Begin Page text
New minister Concetta Fierravanti-Wells calls for more diversity in Parliament

Senator Concetta Fierravanti-Wells only learnt English when she went to school, and she is hoping to see more people from diverse backgrounds enter federal politics.

Assistant Minister for Multicultural Affairs

File image of Senator Concetta Fierravanti-Wells. Source: AAP

Concetta Fierravanti-Wells has been sworn in as Minister for International Development and Aid, moving from her earlier role as Assistant Minister for Multicultural Affairs.

One of Malcolm Turnbull’s newly promoted Ministers, Senator Fierravanti-Wells believes it is important federal politics becomes more representative of multicultural Australia.
 
"Forty-seven per cent of us were born overseas or have at least one parent born overseas. Regrettably, our institutions whether it be the parliaments or the public service don't reflect that," Ms Fierravanti-Wells said.
Senator Fierravanti-Wells grew up in an Italian-speaking family. Her father arrived in the 1950s with no money and no English and got a job at the Port Kembla Steelworks. The Fierravanti family made their home in Wollongong, with young Concetta only learning English when she went to school.
 
In her maiden speech in 2005, the new Senator Fierravanti-Well said her story was also a story of migration.
 
‘My family’s journey began on 14 February 1953, when a young man of 24 years of age arrived alone on the docks at Sydney,” she told the Senate.
End Page text
* Short exercise 1:
In the article on Concetta Fierravanti-Wells, where did her father find work after he arrived in the 1950s?
* Short exercise 2:
Carry on the article on Concetta Fierravanti-Wells from its last sentence.
The listing after this article is separate material.
Begin Data block
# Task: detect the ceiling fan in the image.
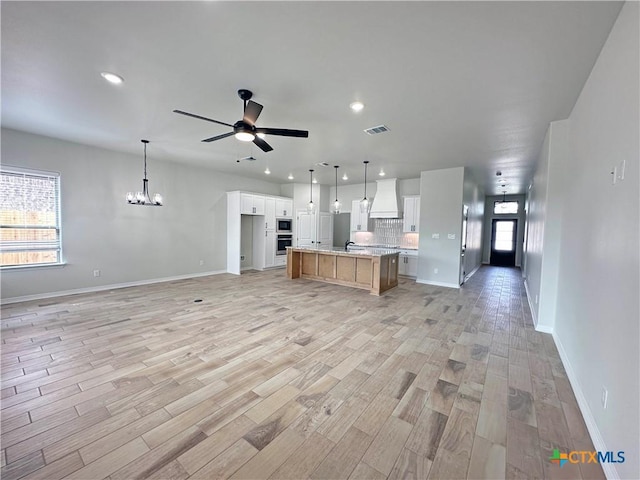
End Data block
* Task output 1:
He got a job at the Port Kembla Steelworks.

* Task output 2:
 
"He had travelled from Italy. He had left everything he knew and loved, including his fiancée. He spoke no English. His old suitcase carried the dreams and aspirations that had motivated his migration to so far away a land. That man was my dad."

Today her husband John Wells, her brother and two nephews travelled to Canberra for the swearing-in ceremony.
 
"I am very proud I am very humbled," she said before starting portfolio briefings.
 
"Even though my father passed away earlier this year and my mother couldn't be here, it was a wonderful day for my whole family."
 
The new Ministerial work starts immediately.
 
“I hope to be starting my visits in the Pacific at the end of March,” she said.
 
Aid won’t be an easy portfolio. Since 2013 international development aid has been cut and the aid agency AusAID has been absorbed back into the Department of Foreign Affairs and Trade.
 
A recent survey of aid stakeholders by the ANU’s Development Policy Centre found concern by a majority that the quality of Australian aid is deteriorating.
 
One of the first tasks for Senator Fierravanti-Wells will be to speak to stakeholders.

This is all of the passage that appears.